(TEXT EXCERPT begins)

The Adolescent Education program is a self-management program targeting young people with type 1 diabetes. Through structured outdoor physical activity, participants are encouraged to use parks and natural spaces as resources for managing their illness, while forming supportive relationships with their peers. The program consists of weekly physical activity sessions in parks coordinated by exercise physiologists, combined with health literacy sessions with diabetes educators.


For Health Care Providers

The Adolescent Education program can be easily adopted by a range of health care providers that support young people experiencing type 1 diabetes. While the case study below details the program undertaken with a range of stakeholders, the program can be as simple as using your existing staff and resources to support your clients/participants to undertake self-management programs in outdoor settings that support physical activity.



  • ‘People with diabetes have a higher prevalence of disability than people without diabetes and were more likely to have a severe or profound core activity limitation than people without diabetes’[1]
  • ‘The many benefits of exercise include helping to maintain or lose weight, reduce cholesterol and blood pressure, reduce stress and tension, improve mood, sleep and mental activity and achieve target blood glucose levels’ [2]



Barwon Medicare Local Case Study

In 2011 Barwon Medicare Local partnered with a local hospital with the aim of embedding parks as a setting for program delivery.

The  Approach

  • The hospital was involved in recruiting its patients as participants – all 13-18 year olds with type 1 diabetes.
  • Participants were further grouped by age, for example year 7&8s, 9&10s, 11 & 12s. This assisted in friendship building among the participants as well as allowing for relevant discussions among the groups. For example the older groups discussed diabetes management and driving, while the younger participants discussed managing diabetes and school camps.
  • The hospital appointed its own health professionals to facilitate the program including an exercise physiologist and a diabetes educator. This ensured appropriately qualified support and advice.
  • Weekly 50-minute exercise sessions were held in a local park, with activities designed to meet the needs of all participants.

(TEXT EXCERPT ends)
(ENTRIES SUPPLIED begins)

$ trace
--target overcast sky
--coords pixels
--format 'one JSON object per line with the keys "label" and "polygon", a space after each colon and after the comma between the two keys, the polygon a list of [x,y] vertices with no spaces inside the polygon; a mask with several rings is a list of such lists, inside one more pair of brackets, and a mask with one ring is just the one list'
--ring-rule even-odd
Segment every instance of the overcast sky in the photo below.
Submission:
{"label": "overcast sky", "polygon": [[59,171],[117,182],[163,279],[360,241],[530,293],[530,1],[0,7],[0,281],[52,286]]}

(ENTRIES SUPPLIED ends)

Answer these questions from the diabetes program text:
1. Who coordinates the weekly physical activity sessions in parks?
2. In what year did Barwon Medicare Local partner with a local hospital?
3. How long was each weekly exercise session held in the local park?
The lines have nothing to do with the diabetes program text.

1. Exercise physiologists
2. 2011
3. 50 minutes